AIM OF THE EXERCISE:
Copy out everything from the line containing "Detect white wall." down to the line containing "685,34,804,439", swapping "white wall" for "brick wall" and leaving the rest untouched.

MATERIAL FOR THIS EXERCISE:
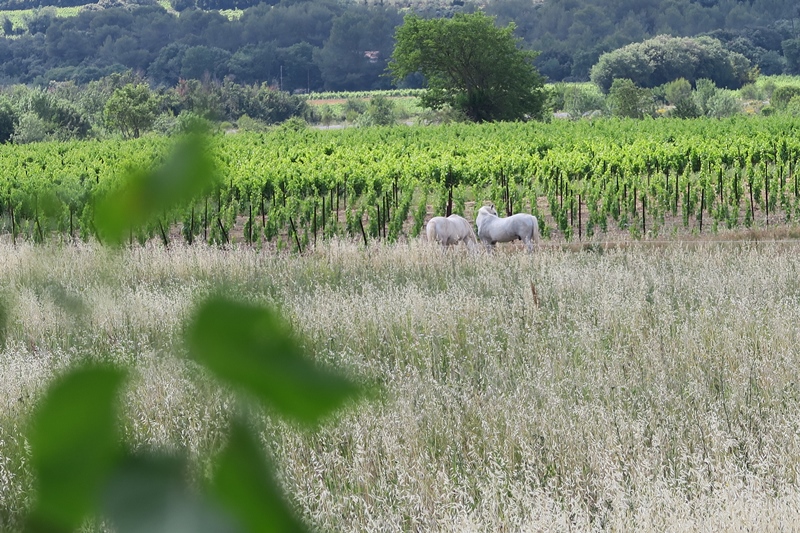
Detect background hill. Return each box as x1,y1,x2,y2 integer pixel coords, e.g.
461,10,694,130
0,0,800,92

--

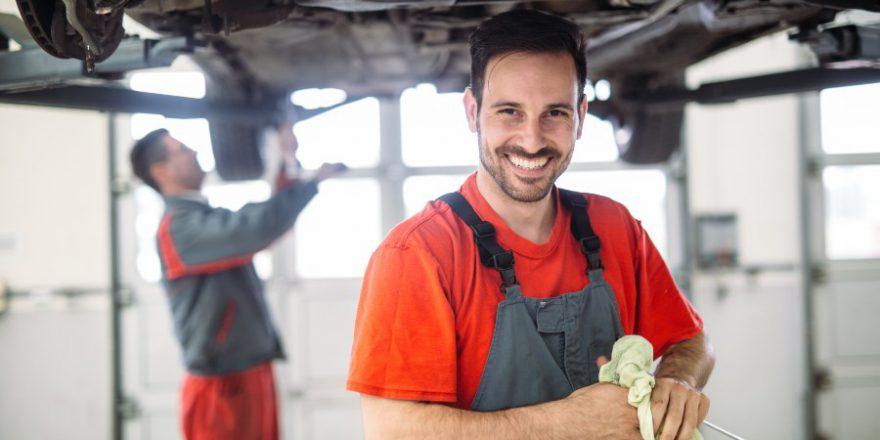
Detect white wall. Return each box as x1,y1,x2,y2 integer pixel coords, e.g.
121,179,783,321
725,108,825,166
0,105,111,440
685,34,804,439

EXERCISE ANSWER:
Detect brick wall. Return each box as x1,y1,x2,y2 integer pixel coords, e.g.
121,179,783,321
725,108,825,166
0,105,111,440
685,34,804,439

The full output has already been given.